EXERCISE DETAILS — Reproduce every one of the records below word for word, leaving out the pictures.

=== MATERIAL SHOWN ===

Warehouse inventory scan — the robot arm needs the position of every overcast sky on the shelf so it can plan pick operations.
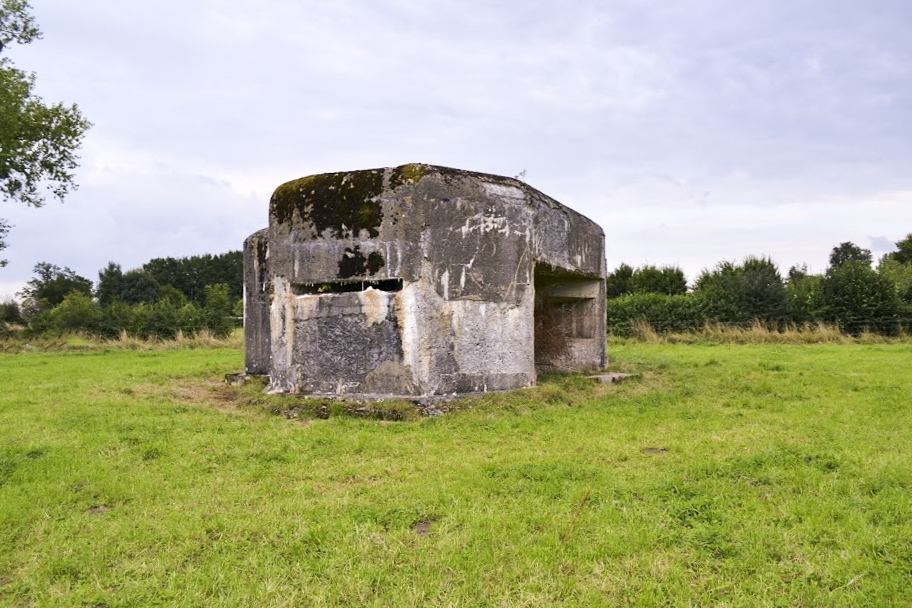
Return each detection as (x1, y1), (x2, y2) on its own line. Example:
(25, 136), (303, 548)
(0, 0), (912, 296)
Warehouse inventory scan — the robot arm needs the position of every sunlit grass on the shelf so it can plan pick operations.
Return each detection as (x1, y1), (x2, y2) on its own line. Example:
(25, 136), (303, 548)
(0, 342), (912, 606)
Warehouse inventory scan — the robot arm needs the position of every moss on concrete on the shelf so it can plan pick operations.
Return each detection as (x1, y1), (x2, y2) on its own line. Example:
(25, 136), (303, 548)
(269, 169), (383, 239)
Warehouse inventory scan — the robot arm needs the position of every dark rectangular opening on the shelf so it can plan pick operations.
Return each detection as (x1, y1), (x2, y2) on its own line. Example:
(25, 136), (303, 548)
(292, 279), (402, 296)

===

RESPONSE TO THE EXERCISE —
Warehouse inventory scan — the robot arm needs the position of every overcast sky on the shelf so it can plan pick operations.
Return each detection as (x1, y1), (x2, y2) on its own line. Example:
(25, 136), (303, 548)
(0, 0), (912, 296)
Warehouse inventory scan — the robot arm needs the position of every sunlit grass on the shelf so it can plan pick operations.
Return each detection as (x1, y1), (x2, y2) on its own line. Example:
(25, 136), (303, 548)
(0, 342), (912, 606)
Warehouse inventory scan — the robot arm needs the position of every moss on concrete on the shelf so it can plan pick operations.
Return each detection as (x1, y1), (x2, y2) on its own line. Example:
(25, 136), (303, 548)
(269, 169), (383, 239)
Warehouse inventory scan — the robot arm needs the position of every dark rectangular opening on the shelf so it can plan pick operations.
Return each detection as (x1, y1), (x2, y2) on its own line. Example:
(25, 136), (303, 548)
(292, 279), (402, 296)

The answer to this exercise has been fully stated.